--- 자료 줄 ---

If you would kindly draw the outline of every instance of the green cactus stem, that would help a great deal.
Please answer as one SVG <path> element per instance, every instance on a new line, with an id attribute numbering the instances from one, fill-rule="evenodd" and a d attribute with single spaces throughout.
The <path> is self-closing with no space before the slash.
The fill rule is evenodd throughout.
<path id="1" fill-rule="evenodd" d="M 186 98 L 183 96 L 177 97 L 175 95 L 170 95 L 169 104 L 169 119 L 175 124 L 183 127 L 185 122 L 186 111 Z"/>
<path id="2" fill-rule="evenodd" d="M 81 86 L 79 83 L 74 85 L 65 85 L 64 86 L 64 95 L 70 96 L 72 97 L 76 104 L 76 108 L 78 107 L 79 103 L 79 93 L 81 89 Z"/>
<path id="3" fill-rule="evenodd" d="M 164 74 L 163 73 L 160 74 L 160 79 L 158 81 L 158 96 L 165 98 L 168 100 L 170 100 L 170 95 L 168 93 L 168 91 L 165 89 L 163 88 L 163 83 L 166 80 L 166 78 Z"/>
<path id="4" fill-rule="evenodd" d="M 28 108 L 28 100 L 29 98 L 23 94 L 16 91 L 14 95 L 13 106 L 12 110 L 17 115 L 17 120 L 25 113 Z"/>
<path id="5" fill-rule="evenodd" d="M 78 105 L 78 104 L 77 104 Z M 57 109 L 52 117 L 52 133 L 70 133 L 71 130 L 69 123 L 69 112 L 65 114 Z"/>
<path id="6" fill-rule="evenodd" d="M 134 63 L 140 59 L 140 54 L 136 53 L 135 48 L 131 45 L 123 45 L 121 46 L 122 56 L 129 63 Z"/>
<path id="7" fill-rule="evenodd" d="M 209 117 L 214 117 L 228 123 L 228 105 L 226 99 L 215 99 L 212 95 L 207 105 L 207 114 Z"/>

---

• 문제 내용: 위 자료를 모두 다시 쓰되 "green cactus stem"만 "cactus stem"로 바꾸고 나머지는 그대로 두세요.

• 답변:
If you would kindly draw the outline of every instance of the cactus stem, that would help a great deal.
Please answer as one SVG <path> element per instance, every instance on a new line, with an id attribute numbering the instances from one, fill-rule="evenodd" and a d attribute with single spaces throughout.
The <path> is self-closing with no space before the slash.
The fill rule is evenodd throughout.
<path id="1" fill-rule="evenodd" d="M 186 98 L 183 96 L 177 97 L 175 95 L 170 95 L 169 104 L 169 119 L 175 124 L 183 127 L 185 122 L 186 111 Z"/>
<path id="2" fill-rule="evenodd" d="M 81 86 L 79 83 L 74 85 L 65 85 L 64 86 L 64 95 L 70 96 L 72 97 L 76 104 L 76 108 L 78 107 L 79 103 L 79 93 L 81 89 Z"/>
<path id="3" fill-rule="evenodd" d="M 164 74 L 163 73 L 160 74 L 160 79 L 158 81 L 158 96 L 165 98 L 168 100 L 170 100 L 170 95 L 168 93 L 168 91 L 165 89 L 163 88 L 163 83 L 166 80 L 166 78 Z"/>
<path id="4" fill-rule="evenodd" d="M 28 108 L 28 100 L 29 98 L 23 94 L 16 91 L 14 95 L 13 106 L 12 110 L 17 115 L 17 120 L 25 113 Z"/>
<path id="5" fill-rule="evenodd" d="M 78 105 L 78 104 L 77 104 Z M 57 109 L 52 117 L 52 133 L 70 133 L 71 130 L 69 123 L 69 112 L 65 114 Z"/>
<path id="6" fill-rule="evenodd" d="M 134 63 L 140 59 L 140 54 L 136 53 L 135 48 L 131 45 L 123 45 L 121 46 L 122 56 L 129 63 Z"/>
<path id="7" fill-rule="evenodd" d="M 209 117 L 214 117 L 228 123 L 228 105 L 226 99 L 215 99 L 212 95 L 207 105 L 207 114 Z"/>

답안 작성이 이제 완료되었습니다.